━━ PASSAGE SHOWN ━━
[Bioclusters] Blast Source

Tue, 15 Apr 2003 18:47:32 -0500 (CDT)

Depending on the exact goals of your analysis, BLAST can be a poor choice
for finding matches with very low sequence identity.  It was designed as,
and remains, an excellent, fast approximation to exhaustive pairwise
search (a la Smith & Waterman).

If you managed to turn the word size all the way down to 1 (or 2), you
would have complete sensitivity.  Effectively, this would disable the
heuristic by which BLAST achieves its speedup.  Another parameter to play
with is "neighborhood word size."  This parameter defines the distance (in
alignment score) of neighbors which BLAST will also allow as "perfect
matches" in the hit generation phase.

Really though, if you're searching for interestingly distant pairs,
another methodology might be in order.  If the sequences in question share
only 25% identity, it's unlikely that you're going to find them above the
noise, even if you manage to turn the "sensitivity" knob on BLAST all the
way up.
━━━
▸ **WHAT YOU NEED TO DO**:
**1)** In the post on BLAST sensitivity, what would you get by turning the word size all the way down to 1 or 2?
**2)** In the post on BLAST sensitivity, switch "parameter" to "setting" wherever it occurs between "Tue, 15 Apr" and "hit generation phase.", inclusive, and write out that part again.
**3)** Resume the post on BLAST sensitivity after its last sentence.
The lines that come next are from a different source.
━━ DATA EXCERPTS ━━
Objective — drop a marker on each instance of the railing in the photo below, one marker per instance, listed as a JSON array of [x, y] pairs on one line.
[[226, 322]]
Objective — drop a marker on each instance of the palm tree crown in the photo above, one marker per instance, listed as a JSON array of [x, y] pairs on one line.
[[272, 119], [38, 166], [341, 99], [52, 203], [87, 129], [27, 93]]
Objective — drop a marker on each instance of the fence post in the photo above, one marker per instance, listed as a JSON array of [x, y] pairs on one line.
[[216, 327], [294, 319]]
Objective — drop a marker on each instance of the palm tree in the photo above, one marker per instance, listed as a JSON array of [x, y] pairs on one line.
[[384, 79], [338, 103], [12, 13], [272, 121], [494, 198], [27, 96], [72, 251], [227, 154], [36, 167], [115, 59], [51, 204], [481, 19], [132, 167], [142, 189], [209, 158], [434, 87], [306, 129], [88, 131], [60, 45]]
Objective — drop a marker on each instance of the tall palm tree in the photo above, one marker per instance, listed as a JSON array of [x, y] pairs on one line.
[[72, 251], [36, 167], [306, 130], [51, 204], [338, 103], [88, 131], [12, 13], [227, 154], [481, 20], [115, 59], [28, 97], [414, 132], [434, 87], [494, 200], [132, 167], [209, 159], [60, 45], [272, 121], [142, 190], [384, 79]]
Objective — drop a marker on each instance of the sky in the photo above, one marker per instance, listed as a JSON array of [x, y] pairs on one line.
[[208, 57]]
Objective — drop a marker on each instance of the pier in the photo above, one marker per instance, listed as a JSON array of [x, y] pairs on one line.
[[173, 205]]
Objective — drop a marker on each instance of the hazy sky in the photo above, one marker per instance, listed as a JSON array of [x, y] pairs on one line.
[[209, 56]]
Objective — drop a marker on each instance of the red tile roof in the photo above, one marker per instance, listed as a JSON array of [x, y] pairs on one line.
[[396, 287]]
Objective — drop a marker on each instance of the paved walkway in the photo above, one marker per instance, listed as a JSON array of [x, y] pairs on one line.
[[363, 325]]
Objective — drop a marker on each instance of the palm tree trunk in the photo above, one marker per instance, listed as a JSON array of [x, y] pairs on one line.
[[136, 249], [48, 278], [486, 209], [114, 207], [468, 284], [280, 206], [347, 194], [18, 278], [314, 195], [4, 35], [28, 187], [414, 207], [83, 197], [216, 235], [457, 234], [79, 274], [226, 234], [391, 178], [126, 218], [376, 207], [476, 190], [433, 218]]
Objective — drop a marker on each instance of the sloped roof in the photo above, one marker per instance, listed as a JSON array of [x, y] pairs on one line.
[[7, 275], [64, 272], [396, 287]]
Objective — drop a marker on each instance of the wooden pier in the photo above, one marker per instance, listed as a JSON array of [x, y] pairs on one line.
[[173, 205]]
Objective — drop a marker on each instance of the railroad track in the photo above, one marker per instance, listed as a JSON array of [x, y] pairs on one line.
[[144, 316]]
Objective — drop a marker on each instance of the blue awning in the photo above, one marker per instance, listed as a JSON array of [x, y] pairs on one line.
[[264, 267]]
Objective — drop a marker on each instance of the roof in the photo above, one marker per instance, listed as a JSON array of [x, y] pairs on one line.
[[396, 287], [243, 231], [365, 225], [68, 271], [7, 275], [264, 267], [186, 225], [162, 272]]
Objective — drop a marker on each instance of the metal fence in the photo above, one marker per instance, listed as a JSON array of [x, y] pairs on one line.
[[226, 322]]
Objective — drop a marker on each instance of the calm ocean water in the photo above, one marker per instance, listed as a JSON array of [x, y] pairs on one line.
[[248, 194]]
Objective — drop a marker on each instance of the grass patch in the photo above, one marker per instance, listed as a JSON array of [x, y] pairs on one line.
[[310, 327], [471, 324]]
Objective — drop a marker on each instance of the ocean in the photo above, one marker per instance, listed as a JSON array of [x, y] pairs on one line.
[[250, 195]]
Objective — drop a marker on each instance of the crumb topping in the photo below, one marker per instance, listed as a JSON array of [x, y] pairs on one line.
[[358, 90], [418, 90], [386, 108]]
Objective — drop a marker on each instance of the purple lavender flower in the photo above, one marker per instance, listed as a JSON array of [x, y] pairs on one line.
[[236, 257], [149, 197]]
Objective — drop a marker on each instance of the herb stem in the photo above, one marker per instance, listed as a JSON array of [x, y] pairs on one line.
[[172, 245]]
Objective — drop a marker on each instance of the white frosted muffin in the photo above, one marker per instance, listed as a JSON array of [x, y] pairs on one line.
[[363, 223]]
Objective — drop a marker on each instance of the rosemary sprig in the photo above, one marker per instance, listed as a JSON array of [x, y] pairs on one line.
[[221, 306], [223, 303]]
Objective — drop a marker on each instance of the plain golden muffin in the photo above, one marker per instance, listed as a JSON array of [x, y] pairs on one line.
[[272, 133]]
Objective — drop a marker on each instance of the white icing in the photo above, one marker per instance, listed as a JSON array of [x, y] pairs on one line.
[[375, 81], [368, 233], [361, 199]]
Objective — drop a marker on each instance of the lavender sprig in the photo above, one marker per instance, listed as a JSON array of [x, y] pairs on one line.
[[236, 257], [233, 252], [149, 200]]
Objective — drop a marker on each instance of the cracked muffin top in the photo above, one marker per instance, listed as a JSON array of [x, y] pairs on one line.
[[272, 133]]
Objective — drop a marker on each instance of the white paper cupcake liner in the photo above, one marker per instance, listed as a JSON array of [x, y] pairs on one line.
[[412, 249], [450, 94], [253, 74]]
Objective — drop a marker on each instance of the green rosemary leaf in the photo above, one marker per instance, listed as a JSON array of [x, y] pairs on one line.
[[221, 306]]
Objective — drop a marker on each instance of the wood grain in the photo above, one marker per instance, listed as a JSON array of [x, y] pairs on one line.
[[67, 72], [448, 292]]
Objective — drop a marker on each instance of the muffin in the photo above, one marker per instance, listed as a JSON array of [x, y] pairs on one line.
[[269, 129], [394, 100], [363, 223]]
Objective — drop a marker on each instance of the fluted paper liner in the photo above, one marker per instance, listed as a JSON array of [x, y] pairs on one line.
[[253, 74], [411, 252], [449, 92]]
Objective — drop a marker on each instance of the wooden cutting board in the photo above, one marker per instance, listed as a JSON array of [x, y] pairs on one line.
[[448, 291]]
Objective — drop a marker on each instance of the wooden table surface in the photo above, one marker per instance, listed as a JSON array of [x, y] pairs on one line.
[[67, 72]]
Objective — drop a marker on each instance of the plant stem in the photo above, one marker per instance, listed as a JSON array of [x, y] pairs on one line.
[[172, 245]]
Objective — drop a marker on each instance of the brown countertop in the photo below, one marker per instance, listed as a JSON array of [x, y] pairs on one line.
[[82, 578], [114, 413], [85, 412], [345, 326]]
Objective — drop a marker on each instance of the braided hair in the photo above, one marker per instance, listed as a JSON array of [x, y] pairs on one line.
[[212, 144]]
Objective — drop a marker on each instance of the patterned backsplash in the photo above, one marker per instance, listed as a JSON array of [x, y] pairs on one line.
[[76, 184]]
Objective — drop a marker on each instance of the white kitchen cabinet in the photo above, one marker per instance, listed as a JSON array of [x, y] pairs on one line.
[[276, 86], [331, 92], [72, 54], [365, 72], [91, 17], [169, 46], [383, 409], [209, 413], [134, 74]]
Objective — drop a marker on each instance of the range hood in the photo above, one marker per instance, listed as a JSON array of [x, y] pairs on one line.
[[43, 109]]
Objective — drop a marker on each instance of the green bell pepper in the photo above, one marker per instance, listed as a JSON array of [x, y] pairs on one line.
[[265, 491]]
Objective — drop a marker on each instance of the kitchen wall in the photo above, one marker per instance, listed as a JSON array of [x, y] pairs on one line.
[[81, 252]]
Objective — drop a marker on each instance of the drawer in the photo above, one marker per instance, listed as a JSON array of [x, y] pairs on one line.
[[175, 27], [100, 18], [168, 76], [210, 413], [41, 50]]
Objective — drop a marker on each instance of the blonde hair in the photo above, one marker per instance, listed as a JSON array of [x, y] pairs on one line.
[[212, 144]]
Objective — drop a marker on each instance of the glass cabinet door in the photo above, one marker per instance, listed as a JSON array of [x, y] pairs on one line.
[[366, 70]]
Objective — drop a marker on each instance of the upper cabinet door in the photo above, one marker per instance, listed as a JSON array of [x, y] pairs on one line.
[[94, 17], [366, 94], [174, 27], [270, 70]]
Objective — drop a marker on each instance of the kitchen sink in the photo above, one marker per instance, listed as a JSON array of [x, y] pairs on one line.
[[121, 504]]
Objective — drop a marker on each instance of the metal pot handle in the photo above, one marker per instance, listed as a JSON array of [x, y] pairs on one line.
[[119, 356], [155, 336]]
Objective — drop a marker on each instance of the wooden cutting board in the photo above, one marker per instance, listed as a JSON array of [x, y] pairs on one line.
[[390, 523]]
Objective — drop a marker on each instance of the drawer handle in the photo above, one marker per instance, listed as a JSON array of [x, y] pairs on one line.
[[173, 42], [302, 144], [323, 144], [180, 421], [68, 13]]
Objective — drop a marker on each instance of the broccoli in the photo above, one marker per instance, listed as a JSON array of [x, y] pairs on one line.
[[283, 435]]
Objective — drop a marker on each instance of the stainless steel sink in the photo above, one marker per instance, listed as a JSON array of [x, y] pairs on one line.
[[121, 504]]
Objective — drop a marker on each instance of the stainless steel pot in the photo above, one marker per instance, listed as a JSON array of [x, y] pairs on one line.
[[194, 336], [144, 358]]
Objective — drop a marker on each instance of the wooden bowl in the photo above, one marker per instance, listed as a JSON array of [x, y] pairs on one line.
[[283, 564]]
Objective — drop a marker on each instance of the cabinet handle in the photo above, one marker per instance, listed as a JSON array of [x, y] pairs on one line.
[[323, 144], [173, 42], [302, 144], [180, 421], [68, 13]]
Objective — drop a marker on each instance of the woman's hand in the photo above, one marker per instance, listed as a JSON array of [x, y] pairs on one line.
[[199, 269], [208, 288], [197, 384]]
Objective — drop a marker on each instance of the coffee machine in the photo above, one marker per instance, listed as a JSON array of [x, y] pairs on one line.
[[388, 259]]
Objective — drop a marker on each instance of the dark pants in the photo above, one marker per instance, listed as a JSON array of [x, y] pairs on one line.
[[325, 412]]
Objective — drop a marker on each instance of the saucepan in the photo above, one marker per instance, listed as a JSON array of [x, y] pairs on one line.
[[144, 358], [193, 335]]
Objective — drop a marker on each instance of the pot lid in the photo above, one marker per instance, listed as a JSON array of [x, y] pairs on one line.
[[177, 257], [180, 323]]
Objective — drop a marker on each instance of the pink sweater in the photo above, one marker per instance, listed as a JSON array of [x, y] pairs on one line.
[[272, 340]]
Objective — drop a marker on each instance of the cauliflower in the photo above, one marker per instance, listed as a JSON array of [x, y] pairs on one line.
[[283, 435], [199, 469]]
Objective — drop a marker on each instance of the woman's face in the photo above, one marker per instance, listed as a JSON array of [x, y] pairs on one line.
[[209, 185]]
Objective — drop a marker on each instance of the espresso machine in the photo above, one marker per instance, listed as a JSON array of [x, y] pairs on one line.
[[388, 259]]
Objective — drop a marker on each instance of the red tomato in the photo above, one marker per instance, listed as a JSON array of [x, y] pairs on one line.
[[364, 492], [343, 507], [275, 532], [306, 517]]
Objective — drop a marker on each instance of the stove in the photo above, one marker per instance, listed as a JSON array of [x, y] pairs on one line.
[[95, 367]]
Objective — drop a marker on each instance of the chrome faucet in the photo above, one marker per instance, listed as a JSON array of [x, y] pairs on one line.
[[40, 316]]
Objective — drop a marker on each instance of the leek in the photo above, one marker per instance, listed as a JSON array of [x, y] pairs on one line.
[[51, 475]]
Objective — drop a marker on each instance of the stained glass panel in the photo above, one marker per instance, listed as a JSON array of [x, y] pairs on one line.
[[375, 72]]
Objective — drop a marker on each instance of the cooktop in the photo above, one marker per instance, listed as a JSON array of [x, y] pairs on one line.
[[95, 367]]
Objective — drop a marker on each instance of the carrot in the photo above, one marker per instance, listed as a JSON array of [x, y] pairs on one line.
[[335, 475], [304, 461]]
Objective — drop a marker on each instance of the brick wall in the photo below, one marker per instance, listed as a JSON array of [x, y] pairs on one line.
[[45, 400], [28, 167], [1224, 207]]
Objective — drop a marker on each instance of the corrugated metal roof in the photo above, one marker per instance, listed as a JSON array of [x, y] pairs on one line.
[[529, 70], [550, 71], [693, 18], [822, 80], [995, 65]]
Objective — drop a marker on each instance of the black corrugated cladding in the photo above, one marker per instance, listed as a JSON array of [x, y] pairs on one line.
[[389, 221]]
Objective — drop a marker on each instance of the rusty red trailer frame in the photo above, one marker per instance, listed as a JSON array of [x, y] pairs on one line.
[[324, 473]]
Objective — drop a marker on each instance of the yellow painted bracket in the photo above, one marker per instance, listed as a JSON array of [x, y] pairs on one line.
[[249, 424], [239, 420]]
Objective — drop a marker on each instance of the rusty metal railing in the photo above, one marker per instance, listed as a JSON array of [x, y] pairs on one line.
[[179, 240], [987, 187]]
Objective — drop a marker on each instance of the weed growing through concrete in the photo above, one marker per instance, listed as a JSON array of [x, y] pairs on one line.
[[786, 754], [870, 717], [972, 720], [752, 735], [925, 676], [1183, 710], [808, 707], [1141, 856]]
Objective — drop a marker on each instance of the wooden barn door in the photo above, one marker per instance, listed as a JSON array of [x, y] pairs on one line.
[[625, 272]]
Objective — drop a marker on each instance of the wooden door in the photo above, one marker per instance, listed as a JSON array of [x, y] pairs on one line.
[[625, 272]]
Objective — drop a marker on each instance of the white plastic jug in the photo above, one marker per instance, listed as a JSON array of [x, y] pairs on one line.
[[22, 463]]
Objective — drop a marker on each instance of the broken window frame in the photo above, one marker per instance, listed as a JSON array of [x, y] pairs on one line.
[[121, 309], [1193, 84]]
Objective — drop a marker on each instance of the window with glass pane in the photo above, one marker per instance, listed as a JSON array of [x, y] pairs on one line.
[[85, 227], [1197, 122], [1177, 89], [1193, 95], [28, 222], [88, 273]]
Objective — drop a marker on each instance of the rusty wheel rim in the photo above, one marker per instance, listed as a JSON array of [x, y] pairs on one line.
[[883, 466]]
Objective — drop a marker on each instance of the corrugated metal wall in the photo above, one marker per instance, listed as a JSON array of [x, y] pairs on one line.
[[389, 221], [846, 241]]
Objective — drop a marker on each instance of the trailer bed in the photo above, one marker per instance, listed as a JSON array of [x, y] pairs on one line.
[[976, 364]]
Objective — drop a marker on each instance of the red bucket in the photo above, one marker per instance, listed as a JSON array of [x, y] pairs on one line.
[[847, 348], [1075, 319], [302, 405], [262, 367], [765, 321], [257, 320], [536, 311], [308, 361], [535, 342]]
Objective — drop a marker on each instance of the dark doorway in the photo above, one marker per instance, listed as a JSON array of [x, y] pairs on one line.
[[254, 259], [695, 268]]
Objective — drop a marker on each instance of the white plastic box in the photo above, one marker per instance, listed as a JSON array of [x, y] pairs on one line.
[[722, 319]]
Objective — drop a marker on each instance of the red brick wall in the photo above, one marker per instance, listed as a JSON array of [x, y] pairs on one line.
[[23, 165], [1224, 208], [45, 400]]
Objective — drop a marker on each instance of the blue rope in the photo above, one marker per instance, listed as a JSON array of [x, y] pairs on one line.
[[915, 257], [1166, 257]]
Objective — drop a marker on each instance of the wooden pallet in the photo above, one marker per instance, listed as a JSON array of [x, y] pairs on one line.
━━━
▸ **EXERCISE RESPONSES**:
**1)** Complete sensitivity.

**2)**
Tue, 15 Apr 2003 18:47:32 -0500 (CDT)

Depending on the exact goals of your analysis, BLAST can be a poor choice
for finding matches with very low sequence identity.  It was designed as,
and remains, an excellent, fast approximation to exhaustive pairwise
search (a la Smith & Waterman).

If you managed to turn the word size all the way down to 1 (or 2), you
would have complete sensitivity.  Effectively, this would disable the
heuristic by which BLAST achieves its speedup.  Another setting to play
with is "neighborhood word size."  This setting defines the distance (in
alignment score) of neighbors which BLAST will also allow as "perfect
matches" in the hit generation phase.

**3)**
Statistical methods like motifs, PSSMs, PSI-BLAST, and HMMER have all been
used to greatly increase the sensitivity of such searches over pairwise
techniques.  Beyond these are structurally based methods, which are
popping up all over the place these days, as we finally have enough good
structure data to construct meaningful patterns.

Good luck.

-Chris Dwan 
 Center for Computational Genomics and Bioinformatics
 University of Minnesota

> A colleague of mine is trying to use blast to determine very loose matches.
> He would like to change the minimum seed length, which is hard-coded into
> Blast, from 7 to 5.  Does anyone know a backdoor way, ie undocumented
> parameter, which could do this?  Or, where we might find the blast source
> code so we can make this change manually?